(Items from a data source)

>> Begin

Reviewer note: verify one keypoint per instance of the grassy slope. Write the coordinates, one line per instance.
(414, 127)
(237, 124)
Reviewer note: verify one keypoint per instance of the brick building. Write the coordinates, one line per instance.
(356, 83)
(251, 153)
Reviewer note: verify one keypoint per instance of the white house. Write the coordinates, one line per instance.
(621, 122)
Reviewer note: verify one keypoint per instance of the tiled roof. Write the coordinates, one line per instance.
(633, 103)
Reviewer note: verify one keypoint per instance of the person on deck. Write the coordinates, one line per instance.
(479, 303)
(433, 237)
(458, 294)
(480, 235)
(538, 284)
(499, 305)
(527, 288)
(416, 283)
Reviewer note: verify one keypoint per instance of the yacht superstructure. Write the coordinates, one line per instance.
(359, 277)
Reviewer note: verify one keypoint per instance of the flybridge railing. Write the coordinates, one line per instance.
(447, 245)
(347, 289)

>> End

**Problem:**
Write out every line of the entries above again, keeping each entry's wording as it is. Offset the coordinates in the answers by adding 127 to both numbers of every pair.

**Final result:**
Reviewer note: verify one keypoint per instance of the grassy slope. Write the coordinates, one line per instance.
(541, 254)
(364, 251)
Reviewer note: verify one keypoint per instance of the brick building. Write the coordinates, one line per instance.
(483, 210)
(378, 280)
Reviewer note: verify one keypoint per instance of the white house. Write the coordinates, one line per instance.
(748, 249)
Reviewer note: verify one keypoint per instance of the tiled roof. Write the coordinates, one line per instance.
(760, 230)
Reviewer note: verify one keypoint per instance of the person on deck. Write the coordinates, one line per instance.
(606, 430)
(560, 364)
(585, 421)
(607, 362)
(665, 411)
(626, 432)
(654, 415)
(543, 410)
Reviewer note: verify one keypoint per instance of the yacht superstructure. Write the coordinates, one line per instance.
(486, 404)
Reviewer note: verify one keypoint per instance of the flybridge railing. Write the coordinates, one line per instance.
(574, 372)
(474, 416)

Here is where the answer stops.